Dataset records
"""

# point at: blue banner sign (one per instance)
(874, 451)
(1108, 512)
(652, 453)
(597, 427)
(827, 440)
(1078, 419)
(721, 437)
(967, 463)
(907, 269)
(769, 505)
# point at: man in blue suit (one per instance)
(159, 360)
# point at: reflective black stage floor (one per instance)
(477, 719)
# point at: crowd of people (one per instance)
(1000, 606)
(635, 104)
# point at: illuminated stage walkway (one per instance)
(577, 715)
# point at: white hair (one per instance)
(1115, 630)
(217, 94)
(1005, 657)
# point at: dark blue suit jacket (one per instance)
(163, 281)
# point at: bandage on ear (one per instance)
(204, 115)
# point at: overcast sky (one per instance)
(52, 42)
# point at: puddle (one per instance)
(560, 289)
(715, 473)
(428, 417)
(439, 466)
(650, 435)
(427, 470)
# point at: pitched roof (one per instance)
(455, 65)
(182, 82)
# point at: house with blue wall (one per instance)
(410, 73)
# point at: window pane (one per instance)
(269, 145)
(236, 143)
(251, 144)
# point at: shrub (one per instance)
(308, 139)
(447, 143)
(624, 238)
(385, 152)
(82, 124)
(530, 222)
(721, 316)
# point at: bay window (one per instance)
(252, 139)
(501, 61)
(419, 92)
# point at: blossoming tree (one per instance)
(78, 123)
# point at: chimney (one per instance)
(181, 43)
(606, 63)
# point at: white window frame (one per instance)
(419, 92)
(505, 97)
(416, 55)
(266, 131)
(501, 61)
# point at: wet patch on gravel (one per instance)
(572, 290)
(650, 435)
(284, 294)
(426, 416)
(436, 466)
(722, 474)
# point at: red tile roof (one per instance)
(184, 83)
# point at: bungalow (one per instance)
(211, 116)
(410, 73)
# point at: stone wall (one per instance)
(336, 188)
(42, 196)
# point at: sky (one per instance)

"""

§ WHAT TO PRODUCE
Reproduce every line of the listing above word for word.

§ SOLUTION BELOW
# point at: blue banner sign (one per instance)
(874, 451)
(1108, 512)
(652, 453)
(597, 427)
(827, 440)
(1078, 419)
(721, 437)
(967, 463)
(907, 269)
(769, 505)
# point at: man in blue suit (one per instance)
(159, 360)
# point at: reflective black stage floor (one per instance)
(477, 719)
# point at: crowd of people (one per instance)
(1000, 606)
(635, 104)
# point at: illuminated stage walkway (one per instance)
(577, 715)
# point at: white hair (one per instance)
(1115, 630)
(217, 94)
(1005, 657)
# point at: dark blue suit jacket (one per instance)
(163, 281)
# point at: bandage on ear (one per instance)
(204, 115)
# point at: overcast sky (one per instance)
(52, 42)
# point at: puddle (one per instance)
(560, 289)
(715, 473)
(428, 417)
(439, 466)
(650, 435)
(427, 470)
# point at: pitched roof (one per instance)
(455, 65)
(182, 82)
# point at: house with blue wall (one per instance)
(410, 73)
# point at: window pane (one per instance)
(269, 145)
(236, 143)
(251, 144)
# point at: shrub (one per instance)
(308, 139)
(447, 143)
(624, 238)
(385, 152)
(82, 124)
(530, 222)
(721, 316)
# point at: bay window (one per instance)
(252, 139)
(501, 61)
(419, 92)
# point at: blossoming tree (one per instance)
(78, 123)
# point at: chimney (one per instance)
(181, 43)
(606, 63)
# point at: white window frame (one per instance)
(419, 92)
(505, 97)
(416, 55)
(266, 131)
(501, 61)
# point at: wet patch on gravel (one per instance)
(572, 290)
(650, 435)
(284, 294)
(426, 416)
(436, 466)
(722, 474)
# point at: red tile roof (one per instance)
(184, 83)
# point at: bungalow (one per instance)
(211, 116)
(410, 73)
# point at: stone wall (one per instance)
(336, 188)
(42, 196)
# point at: sky (one per instance)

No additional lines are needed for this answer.